> _Working data_:

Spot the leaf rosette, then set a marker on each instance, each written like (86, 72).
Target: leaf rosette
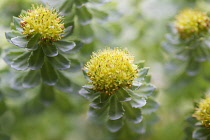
(126, 104)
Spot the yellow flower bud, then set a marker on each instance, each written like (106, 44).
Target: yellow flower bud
(111, 69)
(202, 113)
(191, 22)
(44, 21)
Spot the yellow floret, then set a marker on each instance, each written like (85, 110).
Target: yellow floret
(191, 22)
(111, 69)
(202, 113)
(43, 21)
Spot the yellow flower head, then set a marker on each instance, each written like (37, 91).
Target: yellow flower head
(111, 69)
(191, 22)
(46, 22)
(202, 113)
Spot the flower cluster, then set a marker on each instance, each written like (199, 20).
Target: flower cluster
(202, 113)
(111, 69)
(191, 22)
(43, 21)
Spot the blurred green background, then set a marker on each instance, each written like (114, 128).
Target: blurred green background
(138, 25)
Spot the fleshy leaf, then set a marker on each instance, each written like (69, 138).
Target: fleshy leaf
(114, 125)
(85, 74)
(136, 85)
(85, 33)
(151, 106)
(123, 95)
(68, 31)
(99, 15)
(89, 95)
(83, 15)
(142, 73)
(63, 83)
(33, 43)
(140, 64)
(98, 114)
(36, 60)
(116, 110)
(20, 41)
(16, 22)
(132, 114)
(31, 79)
(96, 103)
(50, 50)
(104, 97)
(145, 90)
(48, 73)
(47, 94)
(21, 62)
(138, 102)
(59, 62)
(13, 34)
(9, 55)
(65, 45)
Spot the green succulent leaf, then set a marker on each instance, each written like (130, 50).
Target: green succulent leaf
(63, 83)
(151, 106)
(123, 95)
(114, 125)
(31, 79)
(20, 41)
(98, 114)
(116, 110)
(21, 62)
(201, 133)
(104, 97)
(142, 73)
(145, 90)
(33, 42)
(138, 102)
(13, 34)
(68, 31)
(9, 55)
(16, 22)
(96, 104)
(135, 85)
(47, 94)
(48, 73)
(36, 60)
(89, 95)
(59, 62)
(137, 127)
(99, 15)
(65, 45)
(83, 15)
(85, 33)
(50, 50)
(140, 64)
(132, 114)
(85, 74)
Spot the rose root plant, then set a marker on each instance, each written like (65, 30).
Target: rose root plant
(200, 120)
(188, 41)
(40, 35)
(119, 90)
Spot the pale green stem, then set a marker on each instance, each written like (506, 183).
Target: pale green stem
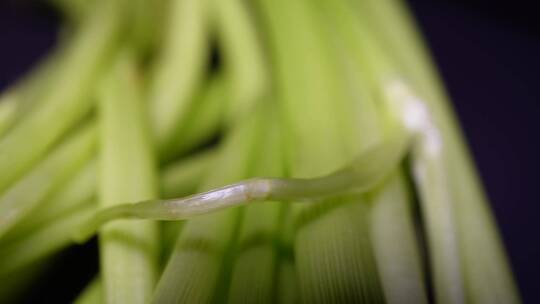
(192, 274)
(361, 175)
(179, 67)
(243, 58)
(128, 250)
(49, 175)
(395, 245)
(67, 102)
(253, 274)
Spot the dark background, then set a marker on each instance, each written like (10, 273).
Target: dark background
(488, 53)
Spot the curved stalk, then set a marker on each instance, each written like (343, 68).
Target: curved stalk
(361, 175)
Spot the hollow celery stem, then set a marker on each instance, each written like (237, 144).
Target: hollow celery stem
(49, 229)
(192, 274)
(362, 174)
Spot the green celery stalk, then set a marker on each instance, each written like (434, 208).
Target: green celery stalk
(193, 271)
(243, 58)
(253, 275)
(41, 243)
(56, 169)
(182, 178)
(179, 68)
(128, 250)
(205, 117)
(402, 279)
(488, 277)
(64, 104)
(78, 191)
(92, 294)
(395, 244)
(332, 248)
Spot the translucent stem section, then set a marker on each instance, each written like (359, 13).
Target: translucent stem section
(361, 175)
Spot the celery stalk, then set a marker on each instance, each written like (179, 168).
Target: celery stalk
(243, 58)
(488, 278)
(343, 269)
(67, 102)
(49, 175)
(395, 245)
(253, 275)
(179, 67)
(129, 250)
(193, 271)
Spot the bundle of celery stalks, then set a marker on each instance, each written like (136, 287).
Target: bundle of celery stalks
(244, 151)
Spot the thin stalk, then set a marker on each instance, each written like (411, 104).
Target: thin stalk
(73, 195)
(373, 71)
(364, 172)
(49, 175)
(342, 270)
(395, 244)
(182, 178)
(179, 68)
(243, 59)
(64, 104)
(253, 274)
(210, 104)
(50, 227)
(41, 243)
(192, 274)
(128, 250)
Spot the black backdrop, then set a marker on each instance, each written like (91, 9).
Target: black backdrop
(488, 54)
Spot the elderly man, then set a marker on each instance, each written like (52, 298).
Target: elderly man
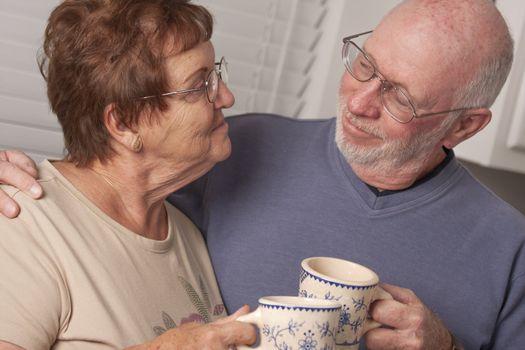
(380, 185)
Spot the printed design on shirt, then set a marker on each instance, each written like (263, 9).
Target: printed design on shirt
(201, 302)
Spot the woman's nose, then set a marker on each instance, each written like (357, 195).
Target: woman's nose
(225, 98)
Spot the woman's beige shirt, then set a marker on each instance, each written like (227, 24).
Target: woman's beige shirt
(73, 278)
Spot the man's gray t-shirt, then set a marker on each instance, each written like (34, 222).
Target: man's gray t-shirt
(286, 193)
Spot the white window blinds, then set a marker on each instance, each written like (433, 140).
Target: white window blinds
(271, 46)
(274, 48)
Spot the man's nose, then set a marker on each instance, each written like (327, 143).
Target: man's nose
(365, 100)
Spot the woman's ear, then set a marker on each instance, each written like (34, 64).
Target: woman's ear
(468, 124)
(121, 133)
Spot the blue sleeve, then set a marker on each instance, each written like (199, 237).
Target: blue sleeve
(509, 333)
(190, 200)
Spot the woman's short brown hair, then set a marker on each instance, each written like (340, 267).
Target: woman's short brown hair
(98, 52)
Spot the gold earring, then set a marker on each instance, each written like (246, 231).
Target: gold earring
(136, 146)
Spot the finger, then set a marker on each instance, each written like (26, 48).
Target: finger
(382, 338)
(8, 207)
(391, 313)
(241, 311)
(21, 160)
(15, 176)
(238, 333)
(403, 295)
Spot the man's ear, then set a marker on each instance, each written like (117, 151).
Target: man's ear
(121, 133)
(468, 124)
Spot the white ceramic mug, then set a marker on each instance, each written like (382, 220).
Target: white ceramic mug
(353, 285)
(287, 322)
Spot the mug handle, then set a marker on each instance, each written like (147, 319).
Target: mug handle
(380, 294)
(253, 317)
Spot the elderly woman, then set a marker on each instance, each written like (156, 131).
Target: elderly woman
(103, 261)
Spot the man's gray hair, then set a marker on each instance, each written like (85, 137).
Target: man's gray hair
(484, 87)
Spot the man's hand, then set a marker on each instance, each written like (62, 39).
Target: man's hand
(412, 324)
(18, 170)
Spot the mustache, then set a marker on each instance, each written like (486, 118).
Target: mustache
(360, 122)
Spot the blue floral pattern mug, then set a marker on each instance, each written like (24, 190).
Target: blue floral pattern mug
(295, 323)
(353, 285)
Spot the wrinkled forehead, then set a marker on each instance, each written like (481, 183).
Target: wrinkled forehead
(417, 56)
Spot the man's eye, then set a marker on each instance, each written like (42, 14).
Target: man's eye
(363, 64)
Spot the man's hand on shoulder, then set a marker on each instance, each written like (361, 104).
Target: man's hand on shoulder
(18, 170)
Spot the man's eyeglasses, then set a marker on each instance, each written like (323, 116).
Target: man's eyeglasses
(394, 98)
(210, 85)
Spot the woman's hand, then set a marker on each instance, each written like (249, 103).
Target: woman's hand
(222, 334)
(18, 170)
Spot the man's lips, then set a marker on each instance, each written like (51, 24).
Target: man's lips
(220, 124)
(354, 131)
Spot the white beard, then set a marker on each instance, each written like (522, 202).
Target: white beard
(393, 155)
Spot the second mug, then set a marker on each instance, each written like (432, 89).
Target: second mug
(353, 285)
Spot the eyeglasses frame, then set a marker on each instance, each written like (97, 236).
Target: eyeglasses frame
(219, 72)
(376, 74)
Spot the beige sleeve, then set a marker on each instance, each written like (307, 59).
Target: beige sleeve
(31, 287)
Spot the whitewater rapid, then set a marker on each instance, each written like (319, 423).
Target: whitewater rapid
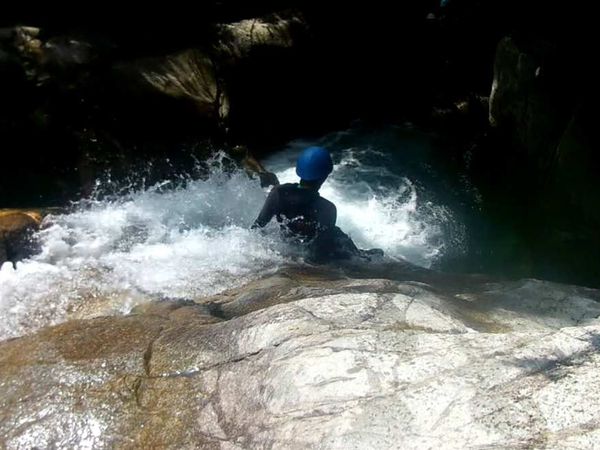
(194, 239)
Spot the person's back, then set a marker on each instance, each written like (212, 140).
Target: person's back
(305, 215)
(302, 212)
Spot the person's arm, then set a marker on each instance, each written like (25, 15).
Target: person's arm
(328, 215)
(268, 210)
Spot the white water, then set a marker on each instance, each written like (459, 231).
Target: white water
(194, 241)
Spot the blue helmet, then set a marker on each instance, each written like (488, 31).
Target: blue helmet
(314, 164)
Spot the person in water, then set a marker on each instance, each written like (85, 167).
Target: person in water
(305, 216)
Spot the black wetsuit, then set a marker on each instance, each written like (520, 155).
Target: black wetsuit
(308, 218)
(302, 211)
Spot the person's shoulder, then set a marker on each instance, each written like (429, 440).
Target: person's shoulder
(286, 187)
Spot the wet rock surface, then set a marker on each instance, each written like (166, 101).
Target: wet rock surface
(325, 361)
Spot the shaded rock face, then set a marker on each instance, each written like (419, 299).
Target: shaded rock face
(16, 234)
(79, 104)
(333, 363)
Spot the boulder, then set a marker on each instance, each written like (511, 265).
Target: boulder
(327, 361)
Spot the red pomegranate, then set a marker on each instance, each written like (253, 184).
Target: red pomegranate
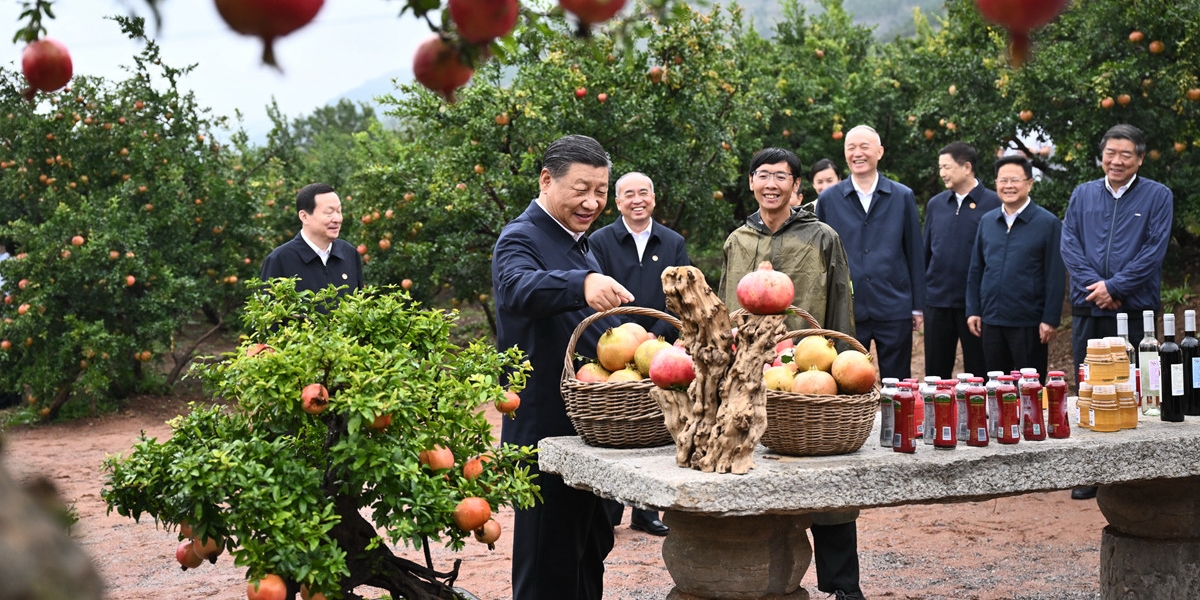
(766, 291)
(268, 19)
(1020, 17)
(592, 11)
(46, 65)
(672, 369)
(483, 21)
(438, 66)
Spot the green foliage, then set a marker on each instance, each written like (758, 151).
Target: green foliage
(268, 477)
(166, 229)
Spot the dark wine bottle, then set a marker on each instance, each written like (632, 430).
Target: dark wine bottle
(1171, 360)
(1191, 348)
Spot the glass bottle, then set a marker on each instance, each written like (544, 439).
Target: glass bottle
(946, 429)
(1032, 421)
(1171, 360)
(905, 439)
(1150, 379)
(1191, 348)
(977, 413)
(1127, 405)
(1057, 425)
(993, 402)
(887, 412)
(1008, 430)
(960, 400)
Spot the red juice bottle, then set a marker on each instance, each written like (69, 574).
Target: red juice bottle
(977, 413)
(1059, 425)
(946, 418)
(1009, 429)
(906, 419)
(1033, 423)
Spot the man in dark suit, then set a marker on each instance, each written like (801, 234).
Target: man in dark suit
(546, 282)
(880, 228)
(635, 250)
(316, 256)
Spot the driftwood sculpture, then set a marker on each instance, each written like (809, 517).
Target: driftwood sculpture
(718, 421)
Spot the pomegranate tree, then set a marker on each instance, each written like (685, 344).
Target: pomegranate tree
(268, 19)
(1020, 17)
(46, 64)
(439, 67)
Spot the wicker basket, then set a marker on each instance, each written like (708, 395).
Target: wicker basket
(618, 414)
(813, 425)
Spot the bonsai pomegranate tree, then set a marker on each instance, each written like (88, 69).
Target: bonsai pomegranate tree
(281, 487)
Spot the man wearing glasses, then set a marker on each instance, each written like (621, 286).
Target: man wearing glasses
(1114, 240)
(879, 223)
(810, 253)
(1014, 285)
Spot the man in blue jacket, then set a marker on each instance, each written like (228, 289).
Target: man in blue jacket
(1015, 282)
(546, 282)
(880, 228)
(952, 219)
(1114, 240)
(635, 251)
(316, 256)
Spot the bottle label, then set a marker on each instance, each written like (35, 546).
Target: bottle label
(1177, 379)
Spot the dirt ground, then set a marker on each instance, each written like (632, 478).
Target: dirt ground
(1037, 546)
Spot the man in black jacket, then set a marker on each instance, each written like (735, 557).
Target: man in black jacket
(635, 250)
(316, 256)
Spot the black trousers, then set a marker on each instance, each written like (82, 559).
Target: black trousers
(835, 553)
(559, 545)
(945, 330)
(1014, 348)
(893, 343)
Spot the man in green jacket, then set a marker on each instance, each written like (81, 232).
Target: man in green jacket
(810, 253)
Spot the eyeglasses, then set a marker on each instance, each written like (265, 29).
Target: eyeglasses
(763, 175)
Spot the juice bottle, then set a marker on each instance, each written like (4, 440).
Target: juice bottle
(1033, 425)
(946, 417)
(960, 400)
(905, 439)
(887, 412)
(977, 413)
(1059, 426)
(1008, 431)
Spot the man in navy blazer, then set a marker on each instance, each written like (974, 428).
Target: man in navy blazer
(635, 250)
(880, 229)
(547, 281)
(316, 256)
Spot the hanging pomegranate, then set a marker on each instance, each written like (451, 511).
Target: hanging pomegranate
(268, 19)
(1020, 17)
(46, 65)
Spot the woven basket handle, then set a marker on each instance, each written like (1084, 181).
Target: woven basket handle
(569, 363)
(828, 333)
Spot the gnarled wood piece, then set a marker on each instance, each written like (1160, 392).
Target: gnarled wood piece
(742, 418)
(718, 424)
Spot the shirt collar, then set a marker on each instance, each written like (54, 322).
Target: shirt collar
(1119, 192)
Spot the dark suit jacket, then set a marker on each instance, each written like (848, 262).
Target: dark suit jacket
(298, 259)
(883, 247)
(617, 253)
(538, 273)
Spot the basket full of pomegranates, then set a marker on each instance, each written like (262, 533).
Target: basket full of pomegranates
(607, 400)
(820, 401)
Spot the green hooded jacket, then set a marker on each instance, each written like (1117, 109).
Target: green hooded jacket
(809, 252)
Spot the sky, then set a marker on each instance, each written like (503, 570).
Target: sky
(348, 43)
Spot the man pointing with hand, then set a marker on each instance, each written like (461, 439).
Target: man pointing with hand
(547, 281)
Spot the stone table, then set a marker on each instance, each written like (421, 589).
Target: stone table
(742, 537)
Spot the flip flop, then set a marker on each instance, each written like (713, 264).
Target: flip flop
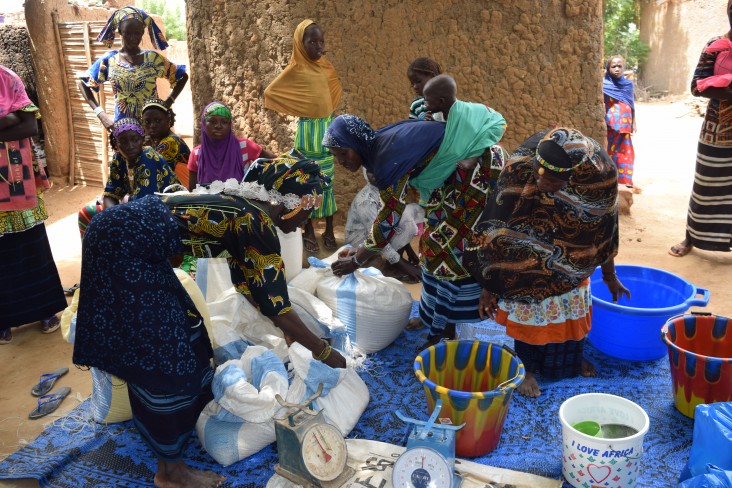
(47, 381)
(50, 325)
(679, 251)
(70, 290)
(49, 403)
(329, 242)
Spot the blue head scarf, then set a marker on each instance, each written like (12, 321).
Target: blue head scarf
(390, 152)
(110, 30)
(620, 89)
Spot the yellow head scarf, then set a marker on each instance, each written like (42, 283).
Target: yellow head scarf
(306, 88)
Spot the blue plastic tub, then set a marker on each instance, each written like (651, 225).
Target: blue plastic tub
(631, 329)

> _Goal_: Render the entries from the line containing "Spot the bottle" down to the line containing "(1037, 546)", both included, as a two-column CSV with the header instruction,response. Give each entry one row, with its text and its answer each in one quoted field and line breaks replaced by spaces.

> _Exercise answer_:
instruction,response
"Spot the bottle label, then set a marker on each instance, each written like (35, 546). Target: bottle label","(1177, 379)"
"Spot the dirt ground, then set a marker on each instance, each written like (632, 478). Target: dirt ground","(1037, 546)"